→ Job item
Pull out every line of the material below that contains the string "negative", and copy each one in full. Treat uppercase and lowercase letters as different.

[Start of Attachment]

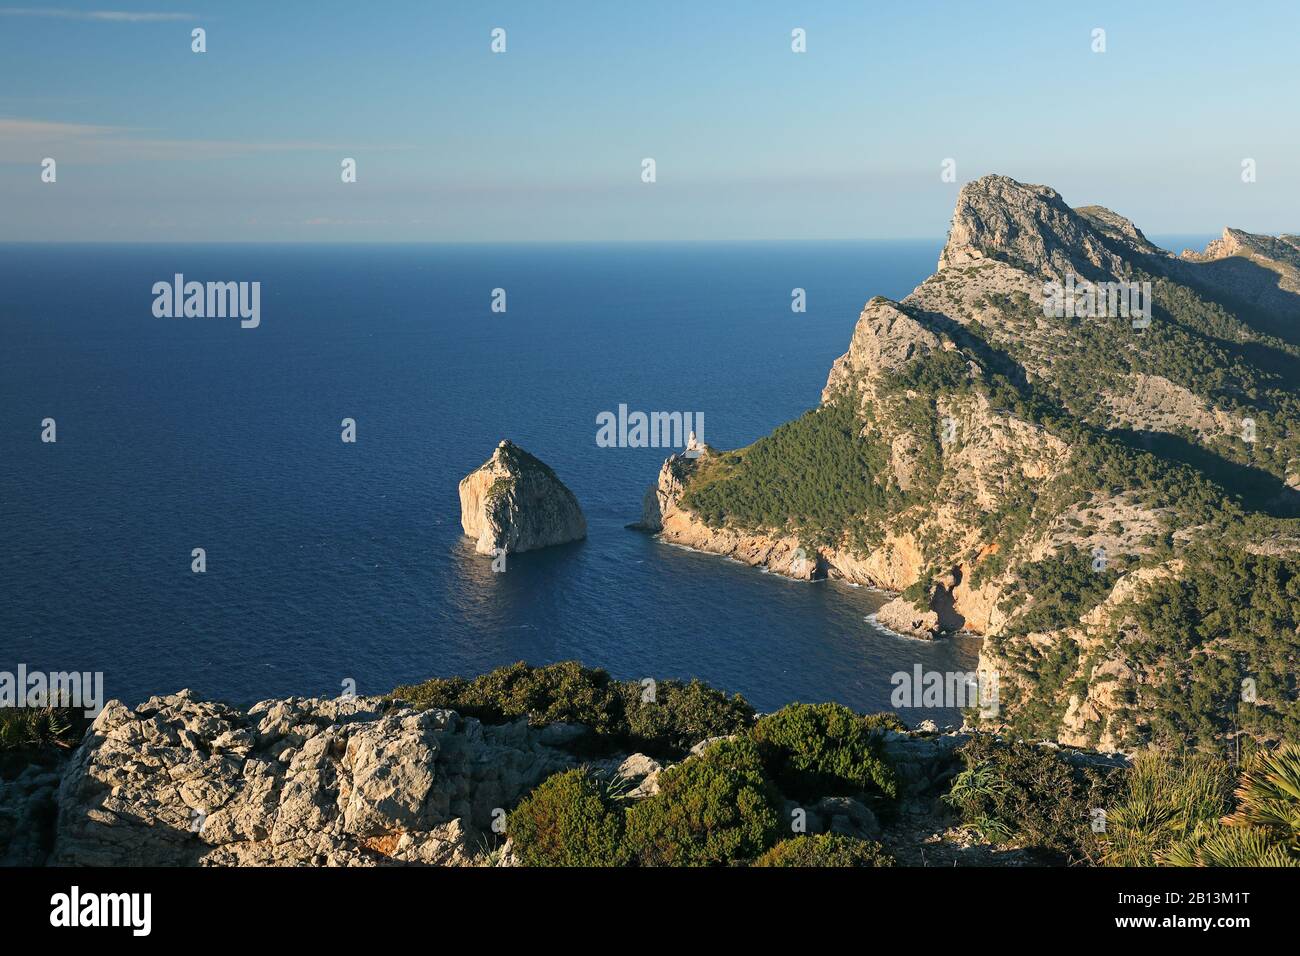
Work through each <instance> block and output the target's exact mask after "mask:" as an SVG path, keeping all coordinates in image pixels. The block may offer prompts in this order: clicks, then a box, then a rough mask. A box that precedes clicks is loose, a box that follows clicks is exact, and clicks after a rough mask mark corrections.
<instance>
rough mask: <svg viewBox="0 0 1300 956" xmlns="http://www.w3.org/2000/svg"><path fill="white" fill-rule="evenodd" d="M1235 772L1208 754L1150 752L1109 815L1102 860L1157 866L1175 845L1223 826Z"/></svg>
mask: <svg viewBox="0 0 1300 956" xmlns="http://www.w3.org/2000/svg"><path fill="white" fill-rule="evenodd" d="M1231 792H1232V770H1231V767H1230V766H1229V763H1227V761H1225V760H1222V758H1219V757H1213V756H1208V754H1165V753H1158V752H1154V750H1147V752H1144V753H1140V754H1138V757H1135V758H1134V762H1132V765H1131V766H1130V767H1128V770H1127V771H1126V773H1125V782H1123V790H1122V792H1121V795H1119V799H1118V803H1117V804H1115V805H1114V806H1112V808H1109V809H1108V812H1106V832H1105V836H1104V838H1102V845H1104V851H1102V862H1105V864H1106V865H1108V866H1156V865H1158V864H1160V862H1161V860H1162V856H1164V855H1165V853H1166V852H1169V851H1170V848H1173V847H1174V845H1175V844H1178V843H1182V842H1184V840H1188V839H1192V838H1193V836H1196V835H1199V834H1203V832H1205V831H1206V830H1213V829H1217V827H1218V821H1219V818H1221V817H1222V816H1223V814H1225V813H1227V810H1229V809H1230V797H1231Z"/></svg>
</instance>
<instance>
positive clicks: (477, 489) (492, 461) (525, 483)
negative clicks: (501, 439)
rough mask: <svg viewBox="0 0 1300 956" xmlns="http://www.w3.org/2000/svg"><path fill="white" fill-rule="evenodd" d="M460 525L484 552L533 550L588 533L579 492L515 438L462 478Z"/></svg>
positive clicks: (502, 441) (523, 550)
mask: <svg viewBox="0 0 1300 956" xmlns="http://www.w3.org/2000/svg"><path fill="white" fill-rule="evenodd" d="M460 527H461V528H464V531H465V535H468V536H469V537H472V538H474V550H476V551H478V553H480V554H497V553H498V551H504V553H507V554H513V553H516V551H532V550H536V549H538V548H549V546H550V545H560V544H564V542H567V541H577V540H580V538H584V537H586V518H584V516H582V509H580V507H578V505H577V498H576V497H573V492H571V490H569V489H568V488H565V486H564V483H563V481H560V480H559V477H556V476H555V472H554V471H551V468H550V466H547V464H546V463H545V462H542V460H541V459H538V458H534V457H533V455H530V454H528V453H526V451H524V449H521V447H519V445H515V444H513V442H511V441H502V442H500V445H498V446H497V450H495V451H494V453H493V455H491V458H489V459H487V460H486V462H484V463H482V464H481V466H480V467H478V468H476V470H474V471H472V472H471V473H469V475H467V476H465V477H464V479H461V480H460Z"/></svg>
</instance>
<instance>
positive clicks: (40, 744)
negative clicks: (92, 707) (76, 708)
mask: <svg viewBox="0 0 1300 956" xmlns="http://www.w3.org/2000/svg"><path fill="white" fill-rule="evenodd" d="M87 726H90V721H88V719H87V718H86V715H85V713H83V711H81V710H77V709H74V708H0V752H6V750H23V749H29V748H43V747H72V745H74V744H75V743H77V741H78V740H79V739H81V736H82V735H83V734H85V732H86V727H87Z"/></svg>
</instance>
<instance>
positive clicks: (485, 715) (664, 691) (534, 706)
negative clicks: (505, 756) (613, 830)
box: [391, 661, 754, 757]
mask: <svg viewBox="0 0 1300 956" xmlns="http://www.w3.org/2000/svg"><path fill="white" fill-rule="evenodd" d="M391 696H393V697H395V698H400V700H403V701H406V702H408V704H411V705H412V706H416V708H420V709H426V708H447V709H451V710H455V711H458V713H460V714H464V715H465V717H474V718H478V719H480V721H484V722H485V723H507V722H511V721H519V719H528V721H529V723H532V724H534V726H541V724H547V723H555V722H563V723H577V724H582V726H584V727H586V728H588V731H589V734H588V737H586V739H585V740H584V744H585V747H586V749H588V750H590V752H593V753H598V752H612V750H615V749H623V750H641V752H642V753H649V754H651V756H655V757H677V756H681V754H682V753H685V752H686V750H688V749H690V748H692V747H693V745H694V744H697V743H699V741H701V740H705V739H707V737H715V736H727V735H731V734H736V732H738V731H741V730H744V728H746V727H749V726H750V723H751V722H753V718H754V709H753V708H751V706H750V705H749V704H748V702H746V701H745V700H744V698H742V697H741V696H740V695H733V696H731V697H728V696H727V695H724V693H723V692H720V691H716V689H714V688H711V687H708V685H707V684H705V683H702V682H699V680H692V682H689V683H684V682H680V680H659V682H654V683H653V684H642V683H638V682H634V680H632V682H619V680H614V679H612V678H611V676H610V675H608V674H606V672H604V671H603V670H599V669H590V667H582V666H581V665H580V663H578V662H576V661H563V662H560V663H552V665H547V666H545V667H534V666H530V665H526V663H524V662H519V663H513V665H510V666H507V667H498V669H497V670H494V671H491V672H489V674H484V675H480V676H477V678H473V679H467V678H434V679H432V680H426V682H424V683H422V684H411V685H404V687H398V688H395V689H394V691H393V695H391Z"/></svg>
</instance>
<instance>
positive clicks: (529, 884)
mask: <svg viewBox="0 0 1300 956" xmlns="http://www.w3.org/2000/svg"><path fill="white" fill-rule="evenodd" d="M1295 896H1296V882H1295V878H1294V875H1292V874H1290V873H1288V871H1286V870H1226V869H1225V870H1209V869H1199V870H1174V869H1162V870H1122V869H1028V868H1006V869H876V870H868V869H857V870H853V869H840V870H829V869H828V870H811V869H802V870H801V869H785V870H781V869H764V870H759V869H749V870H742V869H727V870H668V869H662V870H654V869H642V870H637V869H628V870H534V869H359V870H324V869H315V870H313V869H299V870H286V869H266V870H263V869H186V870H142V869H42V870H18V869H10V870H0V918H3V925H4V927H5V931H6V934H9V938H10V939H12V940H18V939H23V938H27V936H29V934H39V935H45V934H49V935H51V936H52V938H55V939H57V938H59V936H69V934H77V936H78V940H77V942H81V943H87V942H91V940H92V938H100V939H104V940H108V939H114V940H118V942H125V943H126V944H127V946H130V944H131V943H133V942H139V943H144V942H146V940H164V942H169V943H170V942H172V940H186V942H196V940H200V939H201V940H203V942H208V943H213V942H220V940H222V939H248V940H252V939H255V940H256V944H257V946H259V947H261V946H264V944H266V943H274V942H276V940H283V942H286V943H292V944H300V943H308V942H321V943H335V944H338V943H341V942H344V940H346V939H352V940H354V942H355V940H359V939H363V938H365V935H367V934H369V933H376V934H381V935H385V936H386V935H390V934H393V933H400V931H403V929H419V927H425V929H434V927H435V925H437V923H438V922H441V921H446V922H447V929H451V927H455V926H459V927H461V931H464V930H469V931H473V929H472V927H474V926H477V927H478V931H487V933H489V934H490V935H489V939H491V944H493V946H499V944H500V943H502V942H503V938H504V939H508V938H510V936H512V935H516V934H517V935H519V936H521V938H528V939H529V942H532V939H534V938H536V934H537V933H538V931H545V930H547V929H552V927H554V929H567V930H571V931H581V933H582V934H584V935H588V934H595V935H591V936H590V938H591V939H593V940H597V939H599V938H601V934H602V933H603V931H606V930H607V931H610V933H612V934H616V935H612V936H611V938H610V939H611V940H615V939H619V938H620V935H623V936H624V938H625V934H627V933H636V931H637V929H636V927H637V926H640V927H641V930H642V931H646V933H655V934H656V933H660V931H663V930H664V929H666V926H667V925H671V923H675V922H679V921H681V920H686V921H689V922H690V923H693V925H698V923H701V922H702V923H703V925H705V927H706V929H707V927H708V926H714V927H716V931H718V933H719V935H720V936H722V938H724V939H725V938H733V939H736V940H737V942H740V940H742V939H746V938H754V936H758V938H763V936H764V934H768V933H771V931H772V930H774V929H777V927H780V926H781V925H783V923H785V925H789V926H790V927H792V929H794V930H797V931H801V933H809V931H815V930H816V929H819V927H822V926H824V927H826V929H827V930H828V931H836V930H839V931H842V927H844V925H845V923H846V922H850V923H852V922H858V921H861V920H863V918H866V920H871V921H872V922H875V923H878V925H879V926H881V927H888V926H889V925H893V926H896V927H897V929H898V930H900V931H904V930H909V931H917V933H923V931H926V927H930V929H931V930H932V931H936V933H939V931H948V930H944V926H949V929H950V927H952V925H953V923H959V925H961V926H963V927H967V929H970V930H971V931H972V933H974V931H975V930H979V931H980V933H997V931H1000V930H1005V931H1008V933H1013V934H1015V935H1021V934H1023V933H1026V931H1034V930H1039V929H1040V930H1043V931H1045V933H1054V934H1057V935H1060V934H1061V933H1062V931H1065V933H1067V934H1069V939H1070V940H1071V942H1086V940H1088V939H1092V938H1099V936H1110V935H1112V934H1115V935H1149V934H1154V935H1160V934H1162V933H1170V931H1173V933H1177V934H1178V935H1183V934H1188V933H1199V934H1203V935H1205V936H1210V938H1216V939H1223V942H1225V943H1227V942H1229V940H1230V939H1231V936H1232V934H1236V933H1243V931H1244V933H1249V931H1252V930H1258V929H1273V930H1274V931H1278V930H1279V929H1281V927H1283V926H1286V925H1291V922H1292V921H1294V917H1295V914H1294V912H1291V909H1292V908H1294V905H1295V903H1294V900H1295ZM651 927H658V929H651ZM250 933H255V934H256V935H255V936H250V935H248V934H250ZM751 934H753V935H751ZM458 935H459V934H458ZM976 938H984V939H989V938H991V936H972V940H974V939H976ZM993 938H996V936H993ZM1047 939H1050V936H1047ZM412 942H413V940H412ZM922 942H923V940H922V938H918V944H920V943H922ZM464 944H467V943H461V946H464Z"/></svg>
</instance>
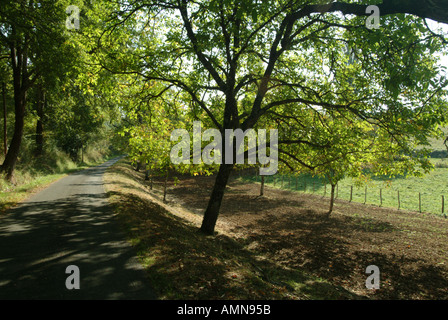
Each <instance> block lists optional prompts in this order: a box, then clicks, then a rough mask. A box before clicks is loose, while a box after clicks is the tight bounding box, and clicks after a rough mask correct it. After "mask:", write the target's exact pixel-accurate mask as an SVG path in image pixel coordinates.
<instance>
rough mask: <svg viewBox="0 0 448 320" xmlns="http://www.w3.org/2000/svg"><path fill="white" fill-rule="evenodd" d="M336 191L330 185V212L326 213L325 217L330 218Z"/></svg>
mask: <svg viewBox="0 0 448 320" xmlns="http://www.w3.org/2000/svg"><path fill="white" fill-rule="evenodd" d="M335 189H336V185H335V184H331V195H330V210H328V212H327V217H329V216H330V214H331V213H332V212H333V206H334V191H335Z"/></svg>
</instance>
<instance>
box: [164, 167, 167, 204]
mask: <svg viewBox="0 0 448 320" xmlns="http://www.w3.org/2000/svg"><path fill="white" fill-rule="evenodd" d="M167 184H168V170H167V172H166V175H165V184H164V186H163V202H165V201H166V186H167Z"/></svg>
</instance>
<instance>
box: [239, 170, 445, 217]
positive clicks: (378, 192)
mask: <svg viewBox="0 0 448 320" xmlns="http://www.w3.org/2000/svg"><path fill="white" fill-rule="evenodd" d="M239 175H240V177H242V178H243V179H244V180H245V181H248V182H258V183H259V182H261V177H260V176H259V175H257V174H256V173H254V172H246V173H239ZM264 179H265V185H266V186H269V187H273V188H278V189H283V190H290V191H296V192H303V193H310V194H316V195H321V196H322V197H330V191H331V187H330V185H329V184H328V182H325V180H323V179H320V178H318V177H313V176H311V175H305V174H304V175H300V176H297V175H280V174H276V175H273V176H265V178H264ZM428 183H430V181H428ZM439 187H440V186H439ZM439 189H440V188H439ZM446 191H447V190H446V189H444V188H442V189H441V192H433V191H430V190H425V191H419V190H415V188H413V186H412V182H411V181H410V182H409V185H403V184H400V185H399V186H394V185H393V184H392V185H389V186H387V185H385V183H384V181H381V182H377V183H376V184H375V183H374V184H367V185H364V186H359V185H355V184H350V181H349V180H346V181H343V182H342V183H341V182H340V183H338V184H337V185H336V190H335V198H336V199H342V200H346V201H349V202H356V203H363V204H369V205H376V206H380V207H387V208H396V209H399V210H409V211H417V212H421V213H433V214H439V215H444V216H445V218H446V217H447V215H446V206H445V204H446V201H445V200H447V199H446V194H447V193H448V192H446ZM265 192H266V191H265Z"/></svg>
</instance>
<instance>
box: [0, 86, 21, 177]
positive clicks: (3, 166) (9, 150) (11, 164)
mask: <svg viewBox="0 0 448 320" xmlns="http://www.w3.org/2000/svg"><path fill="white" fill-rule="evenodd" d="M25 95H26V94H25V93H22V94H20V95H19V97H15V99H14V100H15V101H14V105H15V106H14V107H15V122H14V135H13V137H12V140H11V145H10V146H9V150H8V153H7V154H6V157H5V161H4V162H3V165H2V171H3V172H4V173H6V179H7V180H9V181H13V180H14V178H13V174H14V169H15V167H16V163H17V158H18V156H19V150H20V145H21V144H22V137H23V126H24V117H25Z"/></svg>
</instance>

[End of Attachment]

→ Answer to the problem
negative clicks: (501, 439)
negative clicks: (92, 707) (76, 708)
negative clicks: (505, 756) (613, 830)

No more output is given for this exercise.